(Items listed in a dataset)
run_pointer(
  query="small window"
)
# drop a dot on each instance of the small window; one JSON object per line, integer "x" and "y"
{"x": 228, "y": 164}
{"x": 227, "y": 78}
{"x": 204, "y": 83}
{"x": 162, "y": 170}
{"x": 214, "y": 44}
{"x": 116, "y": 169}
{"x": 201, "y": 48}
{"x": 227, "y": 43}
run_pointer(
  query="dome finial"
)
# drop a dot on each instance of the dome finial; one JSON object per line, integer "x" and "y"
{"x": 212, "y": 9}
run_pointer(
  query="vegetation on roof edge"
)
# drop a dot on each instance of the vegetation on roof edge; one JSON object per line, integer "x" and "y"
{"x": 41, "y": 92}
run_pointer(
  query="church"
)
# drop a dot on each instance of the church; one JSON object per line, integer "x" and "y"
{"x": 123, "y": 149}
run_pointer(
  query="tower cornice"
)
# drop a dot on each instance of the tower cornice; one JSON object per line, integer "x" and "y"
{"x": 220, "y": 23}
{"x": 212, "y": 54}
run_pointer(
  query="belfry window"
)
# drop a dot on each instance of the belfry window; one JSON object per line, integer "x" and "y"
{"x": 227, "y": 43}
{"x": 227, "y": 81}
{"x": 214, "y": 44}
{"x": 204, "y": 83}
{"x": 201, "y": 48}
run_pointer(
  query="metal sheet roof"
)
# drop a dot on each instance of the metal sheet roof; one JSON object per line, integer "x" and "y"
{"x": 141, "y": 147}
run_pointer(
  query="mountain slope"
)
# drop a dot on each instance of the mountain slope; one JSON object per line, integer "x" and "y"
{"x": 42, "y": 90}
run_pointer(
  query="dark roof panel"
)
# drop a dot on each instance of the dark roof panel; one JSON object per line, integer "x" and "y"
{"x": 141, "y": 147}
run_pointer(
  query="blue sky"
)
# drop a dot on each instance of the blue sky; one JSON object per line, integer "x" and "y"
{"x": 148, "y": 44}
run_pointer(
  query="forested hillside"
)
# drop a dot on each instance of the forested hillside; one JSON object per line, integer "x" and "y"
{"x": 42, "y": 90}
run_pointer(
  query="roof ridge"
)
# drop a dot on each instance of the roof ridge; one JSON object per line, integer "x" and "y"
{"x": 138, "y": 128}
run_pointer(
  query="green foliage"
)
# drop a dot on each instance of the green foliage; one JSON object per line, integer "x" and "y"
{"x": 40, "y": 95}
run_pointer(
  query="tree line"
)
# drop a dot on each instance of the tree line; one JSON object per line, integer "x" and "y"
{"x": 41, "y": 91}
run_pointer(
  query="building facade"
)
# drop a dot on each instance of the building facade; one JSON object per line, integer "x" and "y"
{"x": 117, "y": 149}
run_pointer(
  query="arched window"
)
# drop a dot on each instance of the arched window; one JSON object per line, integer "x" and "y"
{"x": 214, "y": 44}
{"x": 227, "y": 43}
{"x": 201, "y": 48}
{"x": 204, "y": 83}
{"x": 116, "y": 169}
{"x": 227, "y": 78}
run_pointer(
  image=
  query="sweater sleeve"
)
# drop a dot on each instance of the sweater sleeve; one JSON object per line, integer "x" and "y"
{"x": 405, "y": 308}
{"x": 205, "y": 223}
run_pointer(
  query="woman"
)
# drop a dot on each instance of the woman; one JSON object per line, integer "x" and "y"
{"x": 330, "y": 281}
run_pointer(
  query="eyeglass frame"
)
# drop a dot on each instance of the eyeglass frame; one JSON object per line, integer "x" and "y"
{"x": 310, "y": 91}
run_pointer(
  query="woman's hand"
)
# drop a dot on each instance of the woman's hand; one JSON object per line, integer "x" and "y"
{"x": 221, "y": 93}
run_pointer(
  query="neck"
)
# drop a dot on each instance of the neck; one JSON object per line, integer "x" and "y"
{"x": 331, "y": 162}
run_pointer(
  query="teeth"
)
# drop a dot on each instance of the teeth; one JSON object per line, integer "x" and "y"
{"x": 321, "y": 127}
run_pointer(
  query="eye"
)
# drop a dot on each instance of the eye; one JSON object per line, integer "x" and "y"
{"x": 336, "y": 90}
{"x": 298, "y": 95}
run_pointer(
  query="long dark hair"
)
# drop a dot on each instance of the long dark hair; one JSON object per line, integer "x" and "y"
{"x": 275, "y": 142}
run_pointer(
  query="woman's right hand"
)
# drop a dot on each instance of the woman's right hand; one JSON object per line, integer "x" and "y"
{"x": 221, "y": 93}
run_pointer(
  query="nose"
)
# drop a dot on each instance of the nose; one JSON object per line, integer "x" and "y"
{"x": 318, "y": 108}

● Exercise
Quote all of the entries exactly as they appear.

● Complete output
run_pointer(
  query="small window"
)
# drop a dot on each instance of the small window; one JSON object per line, integer "x" and "y"
{"x": 228, "y": 164}
{"x": 227, "y": 78}
{"x": 204, "y": 83}
{"x": 162, "y": 170}
{"x": 214, "y": 44}
{"x": 116, "y": 169}
{"x": 201, "y": 48}
{"x": 227, "y": 43}
run_pointer(
  query="dome finial"
)
# drop a dot on each instance of the dome finial; one JSON object per line, integer "x" and "y"
{"x": 212, "y": 9}
run_pointer(
  query="vegetation on roof edge"
)
# drop a dot on each instance of the vegetation on roof edge; one JSON object per line, integer "x" and "y"
{"x": 41, "y": 92}
run_pointer(
  query="church"
)
# drop a dot on each instance of the church; one JSON object per line, integer "x" and "y"
{"x": 123, "y": 149}
run_pointer(
  query="tower cornice"
)
# drop a dot on each instance of the tower cornice; one JSON object per line, integer "x" and "y"
{"x": 220, "y": 23}
{"x": 212, "y": 54}
run_pointer(
  query="belfry window"
)
# drop a dot on each instance of the belfry window; one JSON object per line, integer "x" and "y"
{"x": 227, "y": 43}
{"x": 227, "y": 81}
{"x": 214, "y": 44}
{"x": 204, "y": 83}
{"x": 201, "y": 48}
run_pointer(
  query="metal sheet roof"
)
# drop a dot on each instance of the metal sheet roof; one JSON object per line, integer "x" and "y"
{"x": 141, "y": 147}
run_pointer(
  query="mountain slope"
)
# drop a dot on each instance of the mountain slope; one JSON object per line, integer "x" and "y"
{"x": 42, "y": 90}
run_pointer(
  query="dark roof panel"
)
# drop a dot on each instance of the dark roof panel; one JSON object per line, integer "x" and "y"
{"x": 141, "y": 147}
run_pointer(
  query="blue sky"
)
# drop a dot on each instance of the blue sky; one JSON object per line, integer "x" and "y"
{"x": 148, "y": 44}
run_pointer(
  query="forested hillside"
)
# drop a dot on each instance of the forested hillside; one JSON object per line, integer "x" and "y"
{"x": 42, "y": 90}
run_pointer(
  query="roof ridge"
)
# drop a dot on each instance of the roof ridge; one JSON object per line, integer "x" and "y"
{"x": 138, "y": 128}
run_pointer(
  query="green foliage"
)
# drop a dot on each instance of the green foliage; one JSON object per line, integer "x" and "y"
{"x": 40, "y": 95}
run_pointer(
  query="tree line"
)
# drop a dot on each instance of the tree line; one JSON object per line, integer "x" and "y"
{"x": 41, "y": 91}
run_pointer(
  query="building facade"
)
# drop a dot on each instance of the building facade; one JSON object per line, integer "x" and "y"
{"x": 117, "y": 149}
run_pointer(
  query="arched window"
)
# drop a dot on each instance of the arched window; one JSON object per line, integer "x" and "y"
{"x": 214, "y": 44}
{"x": 227, "y": 43}
{"x": 201, "y": 48}
{"x": 204, "y": 83}
{"x": 116, "y": 169}
{"x": 227, "y": 78}
run_pointer(
  image=
  query="sweater sleeve"
)
# drop a dot on each instance of the sweater sleeve; one JSON object per line, integer "x" and "y"
{"x": 405, "y": 308}
{"x": 205, "y": 223}
run_pointer(
  query="woman"
)
# drop a dot on each instance of the woman; one JSON object per line, integer "x" and "y"
{"x": 330, "y": 281}
run_pointer(
  query="eyeglass frame"
)
# drop a dot on each instance of the eyeglass frame; one JSON object per line, integer "x" and "y"
{"x": 310, "y": 91}
run_pointer(
  query="woman's hand"
)
# drop a dot on each instance of the woman's hand; one JSON object per line, integer "x" and "y"
{"x": 221, "y": 93}
run_pointer(
  query="neck"
)
# drop a dot on each instance of the neck; one JSON object per line, integer "x" and "y"
{"x": 331, "y": 162}
run_pointer(
  query="teeth"
)
# drop a dot on each instance of the teeth; one JSON object per line, integer "x" and "y"
{"x": 321, "y": 127}
run_pointer(
  query="eye"
)
# drop a dot on each instance of the eye; one JSON object per line, integer "x" and "y"
{"x": 336, "y": 90}
{"x": 298, "y": 95}
run_pointer(
  query="long dark hair"
)
# drop a dot on each instance of the long dark hair; one JSON object per line, integer "x" and "y"
{"x": 275, "y": 142}
run_pointer(
  query="woman's right hand"
)
# drop a dot on each instance of the woman's right hand; one JSON object per line, integer "x" and "y"
{"x": 221, "y": 93}
run_pointer(
  query="nose"
)
# drop a dot on each instance of the nose; one JSON object per line, integer "x" and "y"
{"x": 318, "y": 108}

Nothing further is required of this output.